• _TASK DIRECTIONS_
Reproduce only the data in the stretch from the line containing "--target ceiling light fixture" through the line containing "M 220 14 L 230", with "ceiling light fixture" changed to "overhead lamp" and everything else left as it is.

--- START DATA FOR THIS EXERCISE ---

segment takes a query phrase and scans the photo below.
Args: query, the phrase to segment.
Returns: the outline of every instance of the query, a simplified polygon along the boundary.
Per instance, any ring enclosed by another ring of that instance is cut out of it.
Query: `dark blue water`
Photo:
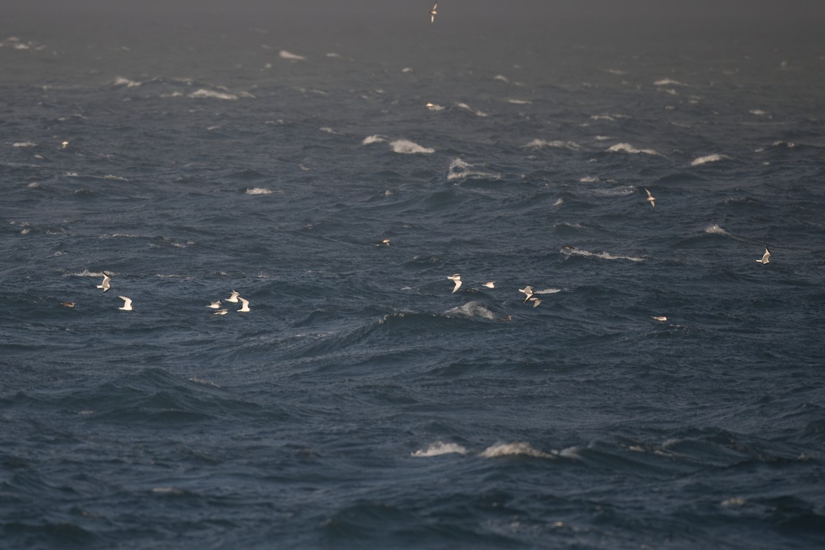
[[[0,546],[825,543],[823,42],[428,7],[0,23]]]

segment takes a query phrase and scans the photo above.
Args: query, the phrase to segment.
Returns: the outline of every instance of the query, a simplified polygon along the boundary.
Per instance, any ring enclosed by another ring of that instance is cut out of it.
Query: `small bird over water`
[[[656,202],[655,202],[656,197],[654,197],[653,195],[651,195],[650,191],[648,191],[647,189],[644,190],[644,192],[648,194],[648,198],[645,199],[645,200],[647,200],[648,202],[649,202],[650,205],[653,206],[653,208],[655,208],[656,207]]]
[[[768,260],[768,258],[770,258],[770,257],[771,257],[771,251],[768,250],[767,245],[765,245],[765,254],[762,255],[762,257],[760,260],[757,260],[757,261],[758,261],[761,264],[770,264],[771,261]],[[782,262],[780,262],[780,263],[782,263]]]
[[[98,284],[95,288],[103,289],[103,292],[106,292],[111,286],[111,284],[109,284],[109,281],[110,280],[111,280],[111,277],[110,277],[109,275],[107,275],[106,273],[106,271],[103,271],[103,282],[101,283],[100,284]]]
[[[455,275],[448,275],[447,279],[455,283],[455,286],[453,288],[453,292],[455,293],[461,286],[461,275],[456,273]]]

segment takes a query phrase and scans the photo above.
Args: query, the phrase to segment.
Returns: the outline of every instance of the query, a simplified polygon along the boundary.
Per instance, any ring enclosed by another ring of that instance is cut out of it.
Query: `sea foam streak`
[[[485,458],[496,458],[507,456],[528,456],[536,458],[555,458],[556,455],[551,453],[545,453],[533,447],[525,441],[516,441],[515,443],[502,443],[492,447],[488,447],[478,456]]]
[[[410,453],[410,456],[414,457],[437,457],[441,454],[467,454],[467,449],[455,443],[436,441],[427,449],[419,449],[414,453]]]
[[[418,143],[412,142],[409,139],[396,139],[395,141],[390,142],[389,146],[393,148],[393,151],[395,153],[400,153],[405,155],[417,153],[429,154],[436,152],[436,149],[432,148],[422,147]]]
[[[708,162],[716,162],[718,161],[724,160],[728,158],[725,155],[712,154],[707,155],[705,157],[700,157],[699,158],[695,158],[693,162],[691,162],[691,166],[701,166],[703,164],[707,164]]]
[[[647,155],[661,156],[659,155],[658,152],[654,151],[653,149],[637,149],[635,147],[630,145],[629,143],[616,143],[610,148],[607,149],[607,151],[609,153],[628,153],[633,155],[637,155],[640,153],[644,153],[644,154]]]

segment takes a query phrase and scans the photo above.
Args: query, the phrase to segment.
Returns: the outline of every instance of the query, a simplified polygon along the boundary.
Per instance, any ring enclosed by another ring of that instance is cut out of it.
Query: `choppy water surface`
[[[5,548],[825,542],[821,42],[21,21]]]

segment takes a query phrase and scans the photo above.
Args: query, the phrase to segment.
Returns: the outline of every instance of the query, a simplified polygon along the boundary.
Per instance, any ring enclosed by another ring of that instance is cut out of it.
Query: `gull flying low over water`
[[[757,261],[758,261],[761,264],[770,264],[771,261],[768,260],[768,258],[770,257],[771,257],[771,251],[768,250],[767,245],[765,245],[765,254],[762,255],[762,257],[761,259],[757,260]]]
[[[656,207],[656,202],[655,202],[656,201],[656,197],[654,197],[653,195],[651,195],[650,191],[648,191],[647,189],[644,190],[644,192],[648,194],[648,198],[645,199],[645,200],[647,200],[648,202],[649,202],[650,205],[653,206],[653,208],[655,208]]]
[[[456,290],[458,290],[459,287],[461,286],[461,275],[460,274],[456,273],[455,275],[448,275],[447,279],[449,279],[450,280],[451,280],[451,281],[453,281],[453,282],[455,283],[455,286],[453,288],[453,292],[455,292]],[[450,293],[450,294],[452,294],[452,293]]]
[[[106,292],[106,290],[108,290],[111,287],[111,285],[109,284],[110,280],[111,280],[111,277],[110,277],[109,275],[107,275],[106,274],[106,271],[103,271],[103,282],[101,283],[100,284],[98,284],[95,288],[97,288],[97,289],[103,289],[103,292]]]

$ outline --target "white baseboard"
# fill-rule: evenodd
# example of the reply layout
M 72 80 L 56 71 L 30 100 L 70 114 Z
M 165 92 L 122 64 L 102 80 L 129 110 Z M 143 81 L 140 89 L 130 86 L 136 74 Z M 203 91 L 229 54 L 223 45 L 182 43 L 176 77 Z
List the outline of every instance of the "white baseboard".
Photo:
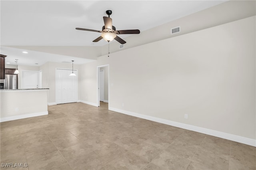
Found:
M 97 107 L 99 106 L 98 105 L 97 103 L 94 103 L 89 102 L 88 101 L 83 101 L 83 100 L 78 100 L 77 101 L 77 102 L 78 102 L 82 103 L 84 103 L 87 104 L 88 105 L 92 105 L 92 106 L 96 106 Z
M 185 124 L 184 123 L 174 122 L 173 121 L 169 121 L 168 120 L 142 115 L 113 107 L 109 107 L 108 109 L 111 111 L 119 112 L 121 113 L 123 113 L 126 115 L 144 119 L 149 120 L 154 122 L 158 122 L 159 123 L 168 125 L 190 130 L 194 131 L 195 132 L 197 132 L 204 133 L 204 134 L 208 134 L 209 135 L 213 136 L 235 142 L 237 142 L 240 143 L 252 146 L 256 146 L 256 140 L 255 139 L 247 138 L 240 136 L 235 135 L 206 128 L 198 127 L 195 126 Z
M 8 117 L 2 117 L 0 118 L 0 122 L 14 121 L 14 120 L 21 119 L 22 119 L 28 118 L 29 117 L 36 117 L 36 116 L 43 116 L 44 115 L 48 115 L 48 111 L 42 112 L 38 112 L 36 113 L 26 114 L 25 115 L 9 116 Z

--- END DATA FOR THIS EXERCISE ---
--- START DATA FOR THIS EXERCISE ---

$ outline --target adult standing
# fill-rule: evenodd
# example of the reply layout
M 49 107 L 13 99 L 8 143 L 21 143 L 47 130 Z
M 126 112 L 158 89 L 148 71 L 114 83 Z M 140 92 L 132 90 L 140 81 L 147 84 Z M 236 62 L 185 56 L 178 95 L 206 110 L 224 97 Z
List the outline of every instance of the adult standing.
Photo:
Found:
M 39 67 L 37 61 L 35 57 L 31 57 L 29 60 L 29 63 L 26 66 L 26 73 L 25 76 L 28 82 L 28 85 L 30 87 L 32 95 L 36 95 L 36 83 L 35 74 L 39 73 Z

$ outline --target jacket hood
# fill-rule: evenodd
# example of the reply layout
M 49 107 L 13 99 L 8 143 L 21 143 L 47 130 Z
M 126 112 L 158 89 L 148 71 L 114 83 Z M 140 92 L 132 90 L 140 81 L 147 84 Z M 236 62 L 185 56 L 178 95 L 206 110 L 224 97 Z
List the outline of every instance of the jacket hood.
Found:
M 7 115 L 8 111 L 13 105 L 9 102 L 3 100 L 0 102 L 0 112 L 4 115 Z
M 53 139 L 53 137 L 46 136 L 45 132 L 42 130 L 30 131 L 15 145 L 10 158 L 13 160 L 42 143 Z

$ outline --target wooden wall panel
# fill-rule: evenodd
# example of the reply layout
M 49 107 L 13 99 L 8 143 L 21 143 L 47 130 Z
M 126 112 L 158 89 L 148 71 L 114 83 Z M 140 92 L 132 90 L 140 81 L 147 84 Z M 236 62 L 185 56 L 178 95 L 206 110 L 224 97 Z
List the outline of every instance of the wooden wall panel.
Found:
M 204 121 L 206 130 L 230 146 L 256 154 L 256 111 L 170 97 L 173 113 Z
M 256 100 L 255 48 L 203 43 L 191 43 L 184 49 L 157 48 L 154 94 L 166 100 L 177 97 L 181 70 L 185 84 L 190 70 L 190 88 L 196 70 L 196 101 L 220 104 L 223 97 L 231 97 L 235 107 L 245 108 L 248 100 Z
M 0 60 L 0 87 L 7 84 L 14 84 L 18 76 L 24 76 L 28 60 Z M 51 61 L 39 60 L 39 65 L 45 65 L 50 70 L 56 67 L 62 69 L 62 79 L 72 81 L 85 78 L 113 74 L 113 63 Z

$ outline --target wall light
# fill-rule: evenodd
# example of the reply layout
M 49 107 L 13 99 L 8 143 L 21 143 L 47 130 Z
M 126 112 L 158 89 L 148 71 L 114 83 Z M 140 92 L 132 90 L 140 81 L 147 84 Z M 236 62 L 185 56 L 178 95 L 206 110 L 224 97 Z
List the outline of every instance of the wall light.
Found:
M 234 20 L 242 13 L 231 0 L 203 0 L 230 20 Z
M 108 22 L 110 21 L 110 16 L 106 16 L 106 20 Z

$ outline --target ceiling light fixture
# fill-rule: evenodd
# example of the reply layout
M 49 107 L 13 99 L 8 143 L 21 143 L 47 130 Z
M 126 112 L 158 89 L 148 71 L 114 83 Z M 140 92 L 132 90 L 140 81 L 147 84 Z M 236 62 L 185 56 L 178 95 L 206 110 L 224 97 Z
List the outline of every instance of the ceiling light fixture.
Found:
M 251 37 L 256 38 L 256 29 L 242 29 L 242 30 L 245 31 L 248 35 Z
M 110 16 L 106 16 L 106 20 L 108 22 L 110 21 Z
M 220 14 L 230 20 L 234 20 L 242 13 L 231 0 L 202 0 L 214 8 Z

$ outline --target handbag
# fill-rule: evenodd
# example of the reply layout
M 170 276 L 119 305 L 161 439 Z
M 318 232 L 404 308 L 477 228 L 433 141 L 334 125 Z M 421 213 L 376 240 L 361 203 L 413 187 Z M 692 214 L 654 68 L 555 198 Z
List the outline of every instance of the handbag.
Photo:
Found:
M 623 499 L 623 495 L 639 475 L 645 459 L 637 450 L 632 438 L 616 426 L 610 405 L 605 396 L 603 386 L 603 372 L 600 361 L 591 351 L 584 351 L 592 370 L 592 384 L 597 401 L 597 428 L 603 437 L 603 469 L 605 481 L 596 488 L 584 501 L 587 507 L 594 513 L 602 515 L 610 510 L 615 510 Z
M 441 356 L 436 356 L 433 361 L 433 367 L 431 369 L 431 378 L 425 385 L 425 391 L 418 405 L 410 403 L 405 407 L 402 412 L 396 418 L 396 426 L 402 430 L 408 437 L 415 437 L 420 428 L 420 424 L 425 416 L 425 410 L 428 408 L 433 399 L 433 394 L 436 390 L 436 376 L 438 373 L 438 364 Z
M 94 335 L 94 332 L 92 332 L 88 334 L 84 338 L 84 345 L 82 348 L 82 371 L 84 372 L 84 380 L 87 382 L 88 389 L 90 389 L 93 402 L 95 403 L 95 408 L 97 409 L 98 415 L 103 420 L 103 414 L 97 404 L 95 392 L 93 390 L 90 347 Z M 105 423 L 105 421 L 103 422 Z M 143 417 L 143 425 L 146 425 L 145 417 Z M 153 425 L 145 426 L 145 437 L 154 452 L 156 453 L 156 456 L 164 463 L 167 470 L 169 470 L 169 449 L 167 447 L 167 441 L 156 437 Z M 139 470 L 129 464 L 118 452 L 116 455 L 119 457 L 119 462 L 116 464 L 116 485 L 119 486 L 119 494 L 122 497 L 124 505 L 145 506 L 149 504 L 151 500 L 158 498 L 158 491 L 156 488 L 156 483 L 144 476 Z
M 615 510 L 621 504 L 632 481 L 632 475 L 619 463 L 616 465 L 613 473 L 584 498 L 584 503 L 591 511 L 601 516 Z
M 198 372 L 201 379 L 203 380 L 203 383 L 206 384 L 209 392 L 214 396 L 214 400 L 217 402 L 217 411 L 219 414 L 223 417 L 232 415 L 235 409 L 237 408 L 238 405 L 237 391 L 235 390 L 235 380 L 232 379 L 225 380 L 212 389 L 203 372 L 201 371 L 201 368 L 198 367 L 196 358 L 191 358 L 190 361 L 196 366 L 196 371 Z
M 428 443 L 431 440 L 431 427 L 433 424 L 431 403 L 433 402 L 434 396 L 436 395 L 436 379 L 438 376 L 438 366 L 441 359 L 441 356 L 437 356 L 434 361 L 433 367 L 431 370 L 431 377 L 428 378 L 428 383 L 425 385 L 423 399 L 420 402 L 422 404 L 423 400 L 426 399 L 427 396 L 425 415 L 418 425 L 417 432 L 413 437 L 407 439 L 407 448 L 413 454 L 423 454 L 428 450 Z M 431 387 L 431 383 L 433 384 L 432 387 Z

--- END DATA FOR THIS EXERCISE ---

• _ANSWER IN FULL_
$ outline --target overhead lamp
# fill-rule: evenodd
# example of the reply layout
M 49 107 L 13 99 L 8 143 L 21 143 L 47 130 Z
M 126 112 L 158 89 L 148 71 L 114 83 Z M 140 92 L 132 90 L 140 81 L 147 84 Z M 236 62 L 185 56 L 178 95 L 206 110 L 224 97 Z
List the outline of every instance of the overhead lamp.
Found:
M 251 37 L 256 38 L 256 29 L 242 29 L 242 30 L 245 31 L 248 35 Z
M 110 16 L 106 16 L 106 20 L 108 22 L 110 21 Z
M 220 14 L 230 20 L 234 20 L 242 13 L 231 0 L 202 0 L 214 8 Z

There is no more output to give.